--- START OF Given data ---
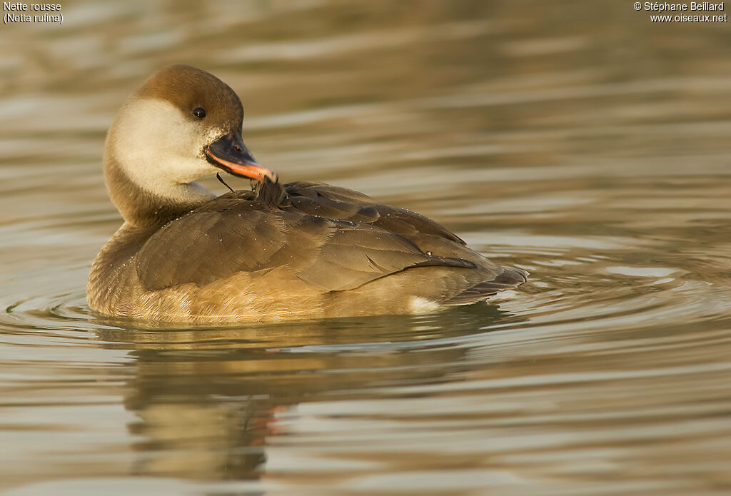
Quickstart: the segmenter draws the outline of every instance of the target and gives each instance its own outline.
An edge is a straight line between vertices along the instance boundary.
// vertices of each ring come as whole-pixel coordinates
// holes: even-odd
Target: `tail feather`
--- END OF Given data ---
→ **What is being asked**: Report how many lines in the rows above contain the word "instance". Give only the number.

→ **Final result**: 2